Region labeling lines
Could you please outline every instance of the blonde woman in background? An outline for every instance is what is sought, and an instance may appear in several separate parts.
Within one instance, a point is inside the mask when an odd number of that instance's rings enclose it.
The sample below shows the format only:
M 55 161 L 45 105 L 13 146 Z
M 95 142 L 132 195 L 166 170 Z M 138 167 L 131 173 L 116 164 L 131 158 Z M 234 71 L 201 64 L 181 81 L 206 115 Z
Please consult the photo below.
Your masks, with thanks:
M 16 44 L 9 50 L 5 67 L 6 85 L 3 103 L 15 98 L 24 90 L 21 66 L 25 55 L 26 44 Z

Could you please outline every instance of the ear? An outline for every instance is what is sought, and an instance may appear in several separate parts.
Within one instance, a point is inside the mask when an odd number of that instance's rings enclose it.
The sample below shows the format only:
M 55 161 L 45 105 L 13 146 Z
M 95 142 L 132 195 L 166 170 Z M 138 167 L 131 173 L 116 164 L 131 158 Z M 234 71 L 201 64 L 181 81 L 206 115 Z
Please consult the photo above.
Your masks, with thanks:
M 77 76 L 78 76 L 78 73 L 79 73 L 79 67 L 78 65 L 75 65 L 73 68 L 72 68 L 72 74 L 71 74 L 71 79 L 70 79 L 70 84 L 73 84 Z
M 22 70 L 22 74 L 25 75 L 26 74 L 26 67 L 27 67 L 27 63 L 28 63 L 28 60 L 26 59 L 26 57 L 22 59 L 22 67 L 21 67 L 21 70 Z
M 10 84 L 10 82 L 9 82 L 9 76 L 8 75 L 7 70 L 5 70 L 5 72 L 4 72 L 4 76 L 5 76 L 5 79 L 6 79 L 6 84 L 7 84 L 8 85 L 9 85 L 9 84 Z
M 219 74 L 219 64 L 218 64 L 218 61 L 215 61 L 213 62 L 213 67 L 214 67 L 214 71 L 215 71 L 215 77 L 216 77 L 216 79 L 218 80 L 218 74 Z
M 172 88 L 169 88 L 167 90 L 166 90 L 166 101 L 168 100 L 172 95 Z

● **WHAT IS ASKED**
Rewrite the lines above, from the first one through the line containing "M 16 44 L 9", requests included. Multiply every coordinate in the answer outlines by 1.2 and round each to a whole number, with halves rounding up. Leave the numbers in the requests and their format samples unchanged.

● **THE ANSWER**
Could you please outline every instance of the blonde woman in background? An outline for every instance is what is sought, and an instance may appear in several separate parts.
Within one instance, a point is inside the mask when an odd number of that instance's rings enclose it.
The sample below shows the format only:
M 55 161 L 45 105 L 13 146 Z
M 95 142 L 132 195 L 166 170 Z M 138 167 L 131 173 L 116 164 L 131 158 Z M 234 71 L 201 64 L 181 81 L 206 115 Z
Please consult the photo below.
Your masks, with thanks:
M 19 53 L 11 60 L 6 80 L 7 102 L 4 124 L 18 118 L 29 108 L 25 79 L 30 66 L 31 53 Z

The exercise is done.